PROBLEM TO SOLVE: In the NFL team preview below, reproduce word for word the part that begins with the words containing "Tampa Bay Buccaneers" and ends with "work then either.".

TEXT EXCERPT:
....................
Dallas Cowboys – They were on many pre-season Super Bowl short lists last year, lost a bunch of close games, had Tony Romo get hurt, and were coached by Wade Phillips.  Romo’s healthy, Felix Jones has lost weight, DeMarcus Ware is a beast, and they are no longer coached by Wade Phillips.  My gut says they end up winning the NFC East, but my head says that they are another Romo injury away from 8-8.

Tampa Bay Buccaneers – Young team on the rise that has built itself through the draft and is led by a young quarterback.  Sounds like the Packers of a few years ago.  I like how the Bucs are willing to let the young guys learn together on the job.  The schedule will be harder than last year, so their record may be worse, but this is team building for the long term.  Give me the Bucs over the Lions as the NFC to emerge every day of the week.

Houston Texans – The AFC South is rapidly turning into one of the western divisions.  First to 10 wins takes the division.  I think taking Mario Williams hand off the ground to make him a 3-4 outside linebacker is a mistake.  He was disruptive as a 4-3 end, why mess with a good thing?  Reminds me of what the Packers did with Aaron Kampman a few years ago.  It didn’t work then either.

Tennessee Titans – If Matt Hasselbeck stays healthy enough to start 14 games, I think they win the AFC South.  Chris Johnson is the best player in this division and I think he has something to prove coming off a disappointing (for him) season.
....................
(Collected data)
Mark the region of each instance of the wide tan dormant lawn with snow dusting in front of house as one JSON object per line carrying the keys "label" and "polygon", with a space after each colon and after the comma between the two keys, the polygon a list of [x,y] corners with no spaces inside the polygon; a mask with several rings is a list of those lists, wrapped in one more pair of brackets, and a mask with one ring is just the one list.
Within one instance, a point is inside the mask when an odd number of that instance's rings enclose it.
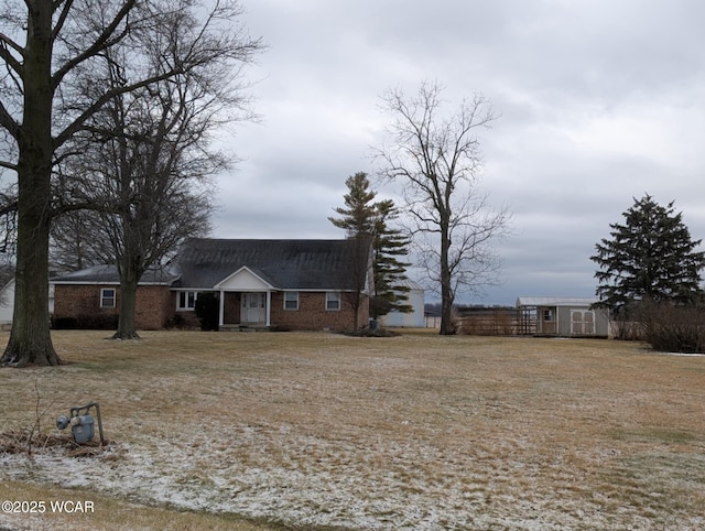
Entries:
{"label": "wide tan dormant lawn with snow dusting in front of house", "polygon": [[[111,444],[0,453],[0,529],[705,528],[705,357],[607,340],[56,332],[2,429],[100,403]],[[0,336],[7,342],[7,335]]]}

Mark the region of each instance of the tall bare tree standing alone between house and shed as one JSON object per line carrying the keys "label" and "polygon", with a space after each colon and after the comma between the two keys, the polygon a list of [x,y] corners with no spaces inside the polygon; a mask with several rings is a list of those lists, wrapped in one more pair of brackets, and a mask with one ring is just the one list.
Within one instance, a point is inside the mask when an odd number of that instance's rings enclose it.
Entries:
{"label": "tall bare tree standing alone between house and shed", "polygon": [[495,121],[491,106],[476,96],[444,117],[441,93],[431,83],[411,98],[401,89],[386,93],[392,142],[376,155],[381,177],[403,184],[404,210],[412,219],[422,266],[440,285],[441,334],[454,334],[455,295],[495,281],[500,263],[490,243],[506,234],[510,214],[506,207],[494,209],[478,191],[476,133]]}

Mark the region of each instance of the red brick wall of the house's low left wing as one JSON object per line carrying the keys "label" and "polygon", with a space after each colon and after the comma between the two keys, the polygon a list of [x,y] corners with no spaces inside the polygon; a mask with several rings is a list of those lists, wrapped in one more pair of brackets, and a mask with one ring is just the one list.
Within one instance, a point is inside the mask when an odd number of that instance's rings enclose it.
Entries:
{"label": "red brick wall of the house's low left wing", "polygon": [[[113,308],[100,307],[100,290],[116,290]],[[176,297],[164,285],[140,285],[137,290],[135,324],[140,329],[160,329],[173,317]],[[54,318],[120,313],[120,288],[117,285],[57,284],[54,291]]]}

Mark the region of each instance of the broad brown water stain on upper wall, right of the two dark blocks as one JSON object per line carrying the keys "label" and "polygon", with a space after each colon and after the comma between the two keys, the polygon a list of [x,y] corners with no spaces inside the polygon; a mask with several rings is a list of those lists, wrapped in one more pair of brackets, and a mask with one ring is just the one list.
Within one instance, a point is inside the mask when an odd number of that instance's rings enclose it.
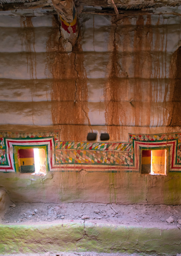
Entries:
{"label": "broad brown water stain on upper wall, right of the two dark blocks", "polygon": [[168,109],[164,103],[161,106],[169,92],[166,27],[163,23],[160,28],[159,18],[156,26],[151,19],[151,15],[139,15],[112,20],[113,51],[104,85],[108,132],[110,126],[167,125]]}

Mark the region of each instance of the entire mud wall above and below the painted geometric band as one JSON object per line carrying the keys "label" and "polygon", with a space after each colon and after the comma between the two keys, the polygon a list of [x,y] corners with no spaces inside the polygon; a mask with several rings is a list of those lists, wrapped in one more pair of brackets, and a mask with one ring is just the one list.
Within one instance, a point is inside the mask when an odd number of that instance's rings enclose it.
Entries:
{"label": "entire mud wall above and below the painted geometric band", "polygon": [[[1,130],[60,129],[62,141],[108,132],[180,132],[180,17],[81,14],[76,45],[62,45],[56,17],[0,15]],[[180,204],[180,173],[0,173],[12,201]],[[111,169],[111,168],[110,168]],[[134,191],[134,193],[133,193]]]}

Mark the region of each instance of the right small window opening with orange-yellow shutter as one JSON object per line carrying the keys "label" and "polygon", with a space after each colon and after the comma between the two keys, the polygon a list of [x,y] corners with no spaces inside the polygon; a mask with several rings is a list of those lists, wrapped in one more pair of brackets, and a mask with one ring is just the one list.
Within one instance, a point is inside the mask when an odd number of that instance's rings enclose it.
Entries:
{"label": "right small window opening with orange-yellow shutter", "polygon": [[141,173],[166,175],[166,149],[142,150]]}

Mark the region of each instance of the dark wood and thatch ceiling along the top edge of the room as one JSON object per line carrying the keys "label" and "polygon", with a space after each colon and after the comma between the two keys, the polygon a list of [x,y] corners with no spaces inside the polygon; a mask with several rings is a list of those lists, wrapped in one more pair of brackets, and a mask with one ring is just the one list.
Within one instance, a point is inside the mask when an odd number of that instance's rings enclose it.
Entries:
{"label": "dark wood and thatch ceiling along the top edge of the room", "polygon": [[[61,1],[61,0],[60,0]],[[69,1],[69,0],[66,0]],[[97,13],[115,15],[112,0],[75,0],[75,6],[78,12]],[[177,7],[181,5],[180,1],[134,1],[134,0],[114,0],[119,14],[125,11],[150,11],[159,7]],[[16,10],[16,9],[52,9],[51,0],[0,0],[0,10]]]}

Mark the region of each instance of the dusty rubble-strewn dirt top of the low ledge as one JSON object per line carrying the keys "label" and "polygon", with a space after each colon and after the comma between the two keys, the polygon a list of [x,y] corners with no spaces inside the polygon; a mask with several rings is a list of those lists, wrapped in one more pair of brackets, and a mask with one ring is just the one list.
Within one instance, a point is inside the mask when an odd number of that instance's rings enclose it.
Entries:
{"label": "dusty rubble-strewn dirt top of the low ledge", "polygon": [[2,224],[57,221],[116,222],[136,226],[168,226],[181,229],[181,205],[120,205],[102,203],[12,204]]}

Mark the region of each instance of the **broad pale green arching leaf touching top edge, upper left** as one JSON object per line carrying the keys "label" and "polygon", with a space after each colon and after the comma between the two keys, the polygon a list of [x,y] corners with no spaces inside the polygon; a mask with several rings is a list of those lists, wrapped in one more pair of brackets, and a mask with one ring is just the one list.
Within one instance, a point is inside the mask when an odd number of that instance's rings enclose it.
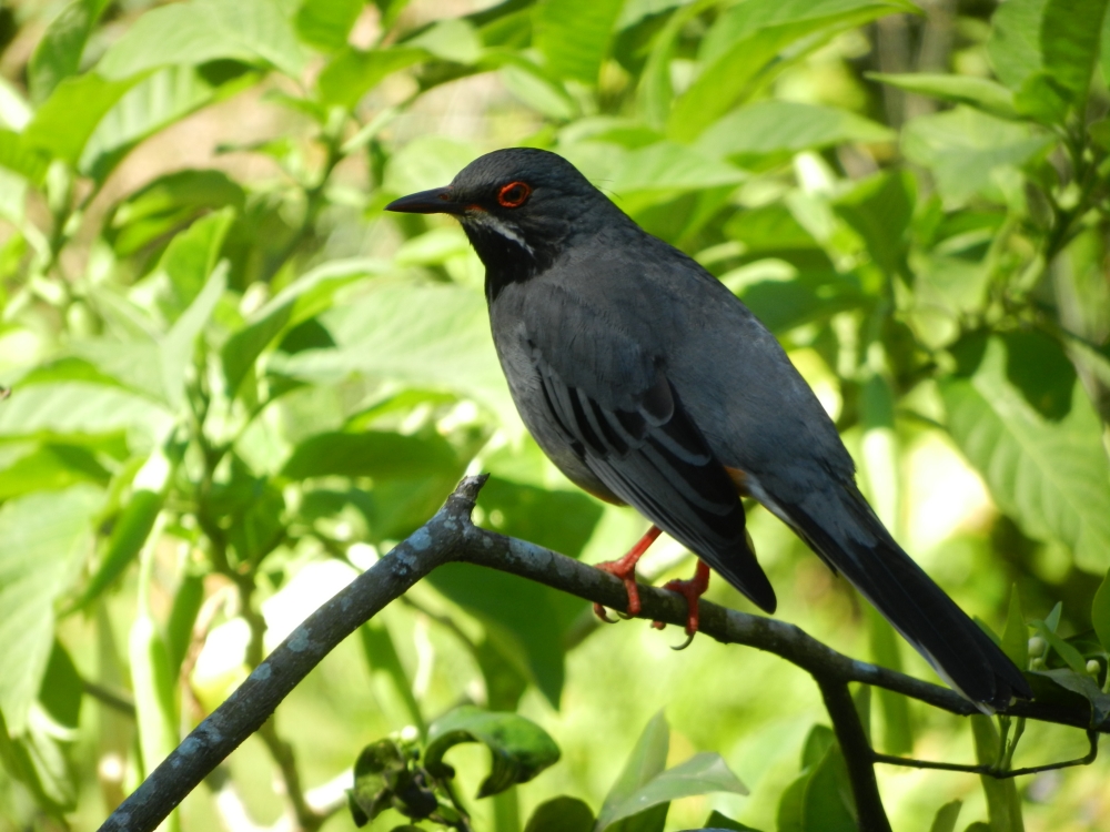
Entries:
{"label": "broad pale green arching leaf touching top edge, upper left", "polygon": [[142,14],[95,69],[114,80],[170,64],[226,59],[272,65],[294,79],[305,64],[292,23],[276,0],[192,0]]}

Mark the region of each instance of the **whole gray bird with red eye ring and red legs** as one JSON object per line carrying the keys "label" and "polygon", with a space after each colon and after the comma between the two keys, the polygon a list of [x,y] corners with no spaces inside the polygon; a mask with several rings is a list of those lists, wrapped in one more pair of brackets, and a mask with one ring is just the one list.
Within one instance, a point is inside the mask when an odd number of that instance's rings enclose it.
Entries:
{"label": "whole gray bird with red eye ring and red legs", "polygon": [[[659,530],[761,610],[775,590],[740,497],[789,526],[925,657],[991,713],[1032,691],[991,638],[905,552],[775,336],[695,260],[644,231],[561,155],[493,151],[387,211],[448,214],[485,266],[494,346],[524,425],[584,490],[653,524],[605,565],[638,612],[635,561]],[[690,636],[693,633],[690,632]]]}

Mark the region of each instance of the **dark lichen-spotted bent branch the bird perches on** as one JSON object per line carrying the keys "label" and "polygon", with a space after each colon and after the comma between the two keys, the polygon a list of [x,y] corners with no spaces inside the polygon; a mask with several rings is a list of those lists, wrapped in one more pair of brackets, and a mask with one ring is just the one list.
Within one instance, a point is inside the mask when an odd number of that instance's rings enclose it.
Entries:
{"label": "dark lichen-spotted bent branch the bird perches on", "polygon": [[[431,520],[293,630],[120,804],[104,821],[101,832],[154,830],[206,774],[262,727],[324,656],[442,564],[476,564],[606,607],[625,607],[624,585],[612,575],[534,544],[474,526],[471,511],[485,480],[485,476],[464,478]],[[679,596],[642,587],[640,600],[639,618],[677,626],[686,623],[686,602]],[[780,656],[814,676],[821,684],[823,694],[826,687],[833,691],[834,686],[855,681],[894,690],[952,713],[979,712],[947,688],[850,659],[783,621],[727,610],[703,600],[700,632],[723,643],[747,645]],[[833,698],[838,701],[836,694]],[[1018,702],[1008,712],[1084,730],[1092,728],[1089,712],[1081,709]],[[850,727],[847,730],[850,731]],[[1110,732],[1110,719],[1094,726],[1093,730]],[[842,747],[856,742],[851,738],[840,738],[840,729],[837,733]],[[846,759],[849,753],[854,753],[854,745],[845,751]],[[874,779],[874,772],[871,777]],[[857,802],[860,800],[857,793]]]}

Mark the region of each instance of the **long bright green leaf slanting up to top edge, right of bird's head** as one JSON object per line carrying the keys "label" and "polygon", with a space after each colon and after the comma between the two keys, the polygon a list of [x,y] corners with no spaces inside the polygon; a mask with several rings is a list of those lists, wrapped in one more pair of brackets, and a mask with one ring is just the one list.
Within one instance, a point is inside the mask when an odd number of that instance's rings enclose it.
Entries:
{"label": "long bright green leaf slanting up to top edge, right of bird's head", "polygon": [[737,3],[717,19],[703,41],[702,73],[675,102],[667,123],[668,135],[677,141],[695,139],[738,100],[787,65],[789,59],[780,53],[803,38],[807,38],[806,49],[813,49],[839,32],[885,14],[914,11],[917,7],[905,0]]}

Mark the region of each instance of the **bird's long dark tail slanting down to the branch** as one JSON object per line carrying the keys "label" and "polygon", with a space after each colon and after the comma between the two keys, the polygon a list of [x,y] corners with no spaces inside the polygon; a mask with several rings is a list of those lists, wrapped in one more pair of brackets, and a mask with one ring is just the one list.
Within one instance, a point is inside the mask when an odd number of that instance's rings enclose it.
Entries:
{"label": "bird's long dark tail slanting down to the branch", "polygon": [[985,711],[1032,699],[1021,672],[895,542],[855,486],[781,509],[806,542],[909,641],[952,688]]}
....................
WRITTEN REPLY:
Tampa Bay Buccaneers – Young team on the rise that has built itself through the draft and is led by a young quarterback.  Sounds like the Packers of a few years ago.  I like how the Bucs are willing to let the young guys learn together on the job.  The schedule will be harder than last year, so their record may be worse, but this is team building for the long term.  Give me the Bucs over the Lions as the NFC to emerge every day of the week.

Houston Texans – The AFC South is rapidly turning into one of the western divisions.  First to 10 wins takes the division.  I think taking Mario Williams hand off the ground to make him a 3-4 outside linebacker is a mistake.  He was disruptive as a 4-3 end, why mess with a good thing?  Reminds me of what the Packers did with Aaron Kampman a few years ago.  It didn’t work then either.